### Task brief
List every line from the start of the rows below through the line with "column 375, row 276" as a numbered list. Skip blank lines and leave out the pictures.
** Start Data in this exercise **
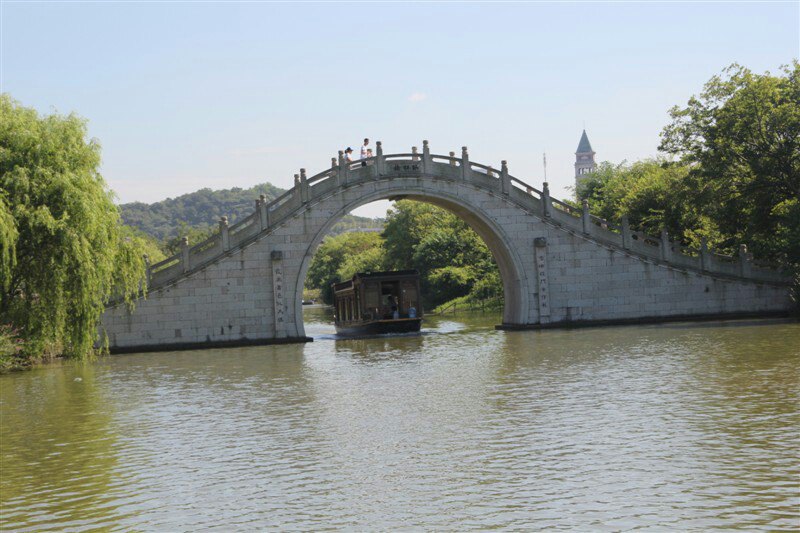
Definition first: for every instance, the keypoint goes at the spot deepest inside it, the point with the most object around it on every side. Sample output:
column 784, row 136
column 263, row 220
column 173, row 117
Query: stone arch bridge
column 559, row 265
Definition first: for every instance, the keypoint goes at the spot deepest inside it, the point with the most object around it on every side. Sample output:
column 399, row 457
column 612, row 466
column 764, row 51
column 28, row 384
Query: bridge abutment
column 559, row 265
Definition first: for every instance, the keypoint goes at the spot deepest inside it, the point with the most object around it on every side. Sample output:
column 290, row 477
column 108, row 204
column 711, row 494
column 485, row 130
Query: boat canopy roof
column 375, row 276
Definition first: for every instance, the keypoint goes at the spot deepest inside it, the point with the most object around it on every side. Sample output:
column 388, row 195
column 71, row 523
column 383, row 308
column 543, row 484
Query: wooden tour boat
column 378, row 302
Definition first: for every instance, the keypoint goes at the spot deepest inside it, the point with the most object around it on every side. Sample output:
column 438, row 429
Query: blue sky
column 185, row 95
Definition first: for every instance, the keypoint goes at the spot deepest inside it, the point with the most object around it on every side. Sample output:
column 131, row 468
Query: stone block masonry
column 559, row 265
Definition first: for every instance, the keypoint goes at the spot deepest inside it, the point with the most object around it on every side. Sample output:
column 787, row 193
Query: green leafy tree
column 652, row 193
column 741, row 136
column 337, row 259
column 60, row 224
column 451, row 258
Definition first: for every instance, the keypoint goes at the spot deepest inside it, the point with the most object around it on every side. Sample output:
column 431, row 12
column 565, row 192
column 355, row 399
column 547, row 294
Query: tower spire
column 584, row 159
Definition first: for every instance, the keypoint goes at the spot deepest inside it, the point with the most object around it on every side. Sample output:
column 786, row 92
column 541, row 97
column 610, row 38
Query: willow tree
column 62, row 255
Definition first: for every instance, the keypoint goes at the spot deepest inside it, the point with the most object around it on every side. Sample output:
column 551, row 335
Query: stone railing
column 268, row 215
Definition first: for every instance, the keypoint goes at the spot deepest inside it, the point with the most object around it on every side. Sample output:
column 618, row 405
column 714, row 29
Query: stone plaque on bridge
column 279, row 293
column 411, row 168
column 540, row 257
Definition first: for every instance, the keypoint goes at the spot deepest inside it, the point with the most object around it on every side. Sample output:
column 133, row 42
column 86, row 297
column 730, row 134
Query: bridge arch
column 559, row 264
column 509, row 262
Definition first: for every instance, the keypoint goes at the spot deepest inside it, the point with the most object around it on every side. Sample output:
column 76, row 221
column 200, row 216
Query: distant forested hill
column 201, row 210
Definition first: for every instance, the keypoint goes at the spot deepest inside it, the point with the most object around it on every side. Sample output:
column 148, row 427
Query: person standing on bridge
column 364, row 154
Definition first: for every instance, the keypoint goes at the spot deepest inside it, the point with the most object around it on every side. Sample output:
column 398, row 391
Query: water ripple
column 462, row 427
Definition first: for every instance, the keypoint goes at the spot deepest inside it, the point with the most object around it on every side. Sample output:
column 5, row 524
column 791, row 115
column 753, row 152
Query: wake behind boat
column 378, row 302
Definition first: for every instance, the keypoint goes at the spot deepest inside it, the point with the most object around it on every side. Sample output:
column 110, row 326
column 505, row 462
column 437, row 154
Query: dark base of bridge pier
column 181, row 346
column 647, row 320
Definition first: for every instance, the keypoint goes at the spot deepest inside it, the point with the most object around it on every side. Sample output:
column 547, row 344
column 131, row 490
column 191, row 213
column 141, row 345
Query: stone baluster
column 705, row 257
column 263, row 213
column 261, row 225
column 224, row 234
column 586, row 217
column 303, row 186
column 745, row 265
column 505, row 181
column 626, row 232
column 379, row 160
column 148, row 274
column 666, row 249
column 546, row 206
column 185, row 254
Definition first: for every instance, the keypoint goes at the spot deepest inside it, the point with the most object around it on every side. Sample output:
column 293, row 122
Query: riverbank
column 657, row 427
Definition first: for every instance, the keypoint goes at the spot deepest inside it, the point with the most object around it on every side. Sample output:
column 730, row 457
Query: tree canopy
column 63, row 252
column 740, row 138
column 735, row 173
column 452, row 259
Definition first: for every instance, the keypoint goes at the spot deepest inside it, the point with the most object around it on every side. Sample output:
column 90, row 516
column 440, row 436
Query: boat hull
column 380, row 327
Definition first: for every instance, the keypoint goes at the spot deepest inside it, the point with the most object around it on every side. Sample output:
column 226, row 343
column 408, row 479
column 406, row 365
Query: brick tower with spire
column 584, row 159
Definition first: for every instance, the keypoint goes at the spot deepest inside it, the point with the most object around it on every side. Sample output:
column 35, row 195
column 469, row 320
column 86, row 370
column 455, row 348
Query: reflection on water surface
column 670, row 426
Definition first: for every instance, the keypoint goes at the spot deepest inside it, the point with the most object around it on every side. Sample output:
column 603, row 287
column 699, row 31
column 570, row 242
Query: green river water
column 662, row 427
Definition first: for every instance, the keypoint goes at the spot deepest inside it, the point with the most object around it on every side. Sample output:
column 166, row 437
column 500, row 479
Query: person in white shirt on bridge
column 364, row 154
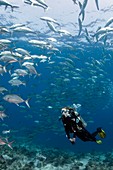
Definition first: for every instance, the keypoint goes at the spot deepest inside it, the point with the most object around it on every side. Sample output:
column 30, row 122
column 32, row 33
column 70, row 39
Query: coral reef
column 26, row 158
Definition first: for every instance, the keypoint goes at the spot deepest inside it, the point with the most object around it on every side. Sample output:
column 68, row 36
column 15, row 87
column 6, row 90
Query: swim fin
column 99, row 142
column 102, row 133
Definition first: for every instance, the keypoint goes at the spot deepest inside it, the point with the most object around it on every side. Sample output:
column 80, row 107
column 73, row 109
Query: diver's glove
column 72, row 140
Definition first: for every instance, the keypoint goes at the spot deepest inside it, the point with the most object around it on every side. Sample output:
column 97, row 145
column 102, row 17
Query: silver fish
column 13, row 98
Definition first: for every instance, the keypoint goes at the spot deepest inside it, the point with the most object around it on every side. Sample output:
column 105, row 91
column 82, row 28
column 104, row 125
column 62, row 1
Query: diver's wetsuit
column 77, row 129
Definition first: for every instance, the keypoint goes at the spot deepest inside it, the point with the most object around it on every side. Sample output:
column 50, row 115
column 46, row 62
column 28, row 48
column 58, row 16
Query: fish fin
column 26, row 101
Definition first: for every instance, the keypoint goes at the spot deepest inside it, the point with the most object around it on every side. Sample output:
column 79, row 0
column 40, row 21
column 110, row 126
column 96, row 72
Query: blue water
column 93, row 90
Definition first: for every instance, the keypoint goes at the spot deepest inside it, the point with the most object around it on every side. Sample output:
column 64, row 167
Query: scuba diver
column 75, row 126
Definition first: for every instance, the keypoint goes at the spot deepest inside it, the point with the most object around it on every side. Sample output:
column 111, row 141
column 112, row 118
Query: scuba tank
column 79, row 118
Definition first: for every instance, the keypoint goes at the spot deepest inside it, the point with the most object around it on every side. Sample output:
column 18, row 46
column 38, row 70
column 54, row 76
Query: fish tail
column 26, row 101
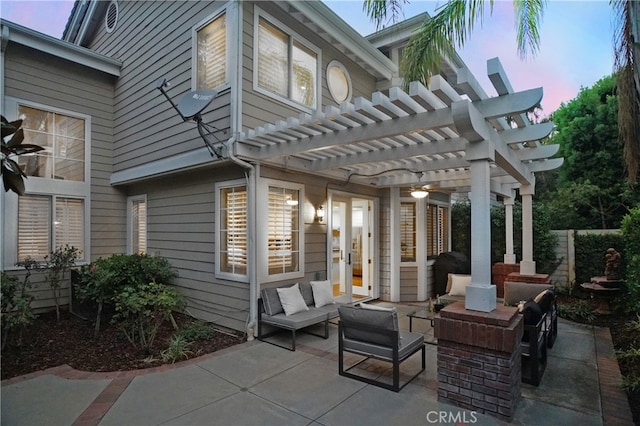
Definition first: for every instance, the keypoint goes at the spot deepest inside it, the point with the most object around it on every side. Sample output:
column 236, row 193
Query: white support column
column 509, row 255
column 480, row 294
column 394, row 223
column 527, row 265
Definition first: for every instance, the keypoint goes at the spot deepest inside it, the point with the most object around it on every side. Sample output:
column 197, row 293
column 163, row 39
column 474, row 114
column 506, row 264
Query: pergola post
column 480, row 294
column 509, row 255
column 527, row 265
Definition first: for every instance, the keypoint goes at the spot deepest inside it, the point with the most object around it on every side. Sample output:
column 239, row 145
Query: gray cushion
column 379, row 319
column 296, row 321
column 515, row 292
column 409, row 343
column 331, row 310
column 307, row 293
column 271, row 301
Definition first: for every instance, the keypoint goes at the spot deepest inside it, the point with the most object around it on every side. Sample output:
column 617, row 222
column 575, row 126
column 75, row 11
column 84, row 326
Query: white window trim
column 219, row 273
column 130, row 201
column 337, row 64
column 44, row 186
column 194, row 45
column 259, row 13
column 263, row 232
column 448, row 207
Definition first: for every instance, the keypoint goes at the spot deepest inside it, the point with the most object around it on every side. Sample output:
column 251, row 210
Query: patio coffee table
column 422, row 313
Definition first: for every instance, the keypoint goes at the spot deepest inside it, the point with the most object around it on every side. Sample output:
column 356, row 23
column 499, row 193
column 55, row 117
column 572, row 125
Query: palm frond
column 438, row 37
column 383, row 12
column 529, row 14
column 627, row 69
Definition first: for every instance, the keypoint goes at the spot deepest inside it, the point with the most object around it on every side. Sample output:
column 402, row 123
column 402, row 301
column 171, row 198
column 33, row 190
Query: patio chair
column 533, row 344
column 374, row 334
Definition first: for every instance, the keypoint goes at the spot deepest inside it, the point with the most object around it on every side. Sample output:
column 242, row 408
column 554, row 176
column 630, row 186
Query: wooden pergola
column 450, row 135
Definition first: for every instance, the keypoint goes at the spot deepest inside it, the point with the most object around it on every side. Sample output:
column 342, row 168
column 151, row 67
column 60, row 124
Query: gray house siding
column 146, row 127
column 181, row 216
column 32, row 76
column 259, row 108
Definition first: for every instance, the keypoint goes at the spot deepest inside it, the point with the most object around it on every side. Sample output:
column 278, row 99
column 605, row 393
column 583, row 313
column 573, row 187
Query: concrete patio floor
column 256, row 383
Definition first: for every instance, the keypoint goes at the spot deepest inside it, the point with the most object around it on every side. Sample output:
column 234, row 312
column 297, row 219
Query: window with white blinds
column 36, row 235
column 283, row 231
column 63, row 140
column 437, row 229
column 286, row 66
column 408, row 232
column 233, row 230
column 211, row 66
column 138, row 224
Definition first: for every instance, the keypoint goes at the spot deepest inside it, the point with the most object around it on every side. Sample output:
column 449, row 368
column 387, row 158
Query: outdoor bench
column 294, row 308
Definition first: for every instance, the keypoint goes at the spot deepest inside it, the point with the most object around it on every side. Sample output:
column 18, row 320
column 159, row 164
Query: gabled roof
column 15, row 33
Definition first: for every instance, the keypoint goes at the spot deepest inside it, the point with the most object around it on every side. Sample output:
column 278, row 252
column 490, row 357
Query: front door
column 351, row 247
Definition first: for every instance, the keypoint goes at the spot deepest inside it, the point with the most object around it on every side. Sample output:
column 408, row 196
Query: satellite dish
column 193, row 103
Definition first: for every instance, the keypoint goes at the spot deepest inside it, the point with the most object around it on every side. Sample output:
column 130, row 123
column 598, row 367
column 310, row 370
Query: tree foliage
column 589, row 190
column 544, row 241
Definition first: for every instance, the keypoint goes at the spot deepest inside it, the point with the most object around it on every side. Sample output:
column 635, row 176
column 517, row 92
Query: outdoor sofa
column 296, row 307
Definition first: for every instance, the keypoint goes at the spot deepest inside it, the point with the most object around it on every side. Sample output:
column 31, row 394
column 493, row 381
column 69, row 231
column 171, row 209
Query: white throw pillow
column 459, row 284
column 291, row 300
column 322, row 293
column 376, row 307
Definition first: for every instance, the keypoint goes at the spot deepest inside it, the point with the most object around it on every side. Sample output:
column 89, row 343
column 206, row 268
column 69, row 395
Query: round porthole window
column 111, row 17
column 339, row 82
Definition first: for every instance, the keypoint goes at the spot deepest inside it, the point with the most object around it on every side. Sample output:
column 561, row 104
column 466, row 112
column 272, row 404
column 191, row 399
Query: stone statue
column 612, row 268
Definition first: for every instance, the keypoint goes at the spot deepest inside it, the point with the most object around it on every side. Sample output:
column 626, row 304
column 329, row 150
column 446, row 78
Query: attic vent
column 111, row 18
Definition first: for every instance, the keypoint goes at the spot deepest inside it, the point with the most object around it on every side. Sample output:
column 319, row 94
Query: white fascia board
column 319, row 13
column 62, row 49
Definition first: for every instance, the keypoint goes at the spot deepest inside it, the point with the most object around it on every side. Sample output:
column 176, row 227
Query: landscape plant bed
column 48, row 343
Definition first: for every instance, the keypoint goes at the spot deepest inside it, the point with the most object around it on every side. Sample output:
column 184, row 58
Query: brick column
column 479, row 366
column 499, row 273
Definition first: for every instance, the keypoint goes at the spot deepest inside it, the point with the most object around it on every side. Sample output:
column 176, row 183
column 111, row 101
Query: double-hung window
column 210, row 52
column 437, row 229
column 408, row 239
column 137, row 224
column 231, row 199
column 283, row 230
column 54, row 210
column 286, row 66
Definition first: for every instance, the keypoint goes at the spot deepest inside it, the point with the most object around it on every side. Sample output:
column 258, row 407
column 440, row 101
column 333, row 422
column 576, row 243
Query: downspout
column 251, row 232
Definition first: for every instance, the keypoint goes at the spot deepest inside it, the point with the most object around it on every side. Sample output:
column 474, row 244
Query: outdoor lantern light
column 420, row 191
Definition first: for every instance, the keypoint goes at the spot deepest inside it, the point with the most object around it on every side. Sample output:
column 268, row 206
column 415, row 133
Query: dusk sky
column 576, row 49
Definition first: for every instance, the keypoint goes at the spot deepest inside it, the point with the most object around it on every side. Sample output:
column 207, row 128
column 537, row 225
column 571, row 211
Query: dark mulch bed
column 48, row 343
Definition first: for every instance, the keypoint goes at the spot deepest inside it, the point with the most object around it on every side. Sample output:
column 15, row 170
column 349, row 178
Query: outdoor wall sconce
column 420, row 191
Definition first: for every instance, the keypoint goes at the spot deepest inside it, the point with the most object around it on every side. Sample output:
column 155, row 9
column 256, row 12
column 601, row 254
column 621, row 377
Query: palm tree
column 454, row 21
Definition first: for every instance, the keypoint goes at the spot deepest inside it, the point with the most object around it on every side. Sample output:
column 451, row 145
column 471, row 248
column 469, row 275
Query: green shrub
column 178, row 349
column 630, row 228
column 544, row 241
column 16, row 307
column 197, row 331
column 141, row 309
column 579, row 310
column 58, row 264
column 104, row 281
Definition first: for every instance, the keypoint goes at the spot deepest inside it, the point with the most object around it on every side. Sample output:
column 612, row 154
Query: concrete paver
column 260, row 384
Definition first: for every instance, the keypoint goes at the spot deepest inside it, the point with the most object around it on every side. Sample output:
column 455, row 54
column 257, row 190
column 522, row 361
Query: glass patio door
** End Data in this exercise **
### Result for this task
1. Definition first: for every instance, the keypoint goes at the spot deepest inside it, the point with the most object around it on every side. Sample output:
2. column 784, row 136
3. column 263, row 220
4. column 173, row 117
5. Query: stone arch bridge
6. column 559, row 265
7. Definition first: for every instance, the keypoint goes at the spot deepest inside it, the point with the most object around it on every side. Sample output:
8. column 399, row 457
9. column 612, row 466
10. column 764, row 51
11. column 28, row 384
12. Query: bridge abutment
13. column 559, row 265
14. Definition first: for every instance, the keypoint goes at the spot deepest inside it, the point with the most object around it on every side. Sample output:
15. column 290, row 477
16. column 108, row 204
17. column 711, row 494
18. column 485, row 130
19. Query: boat canopy roof
20. column 375, row 276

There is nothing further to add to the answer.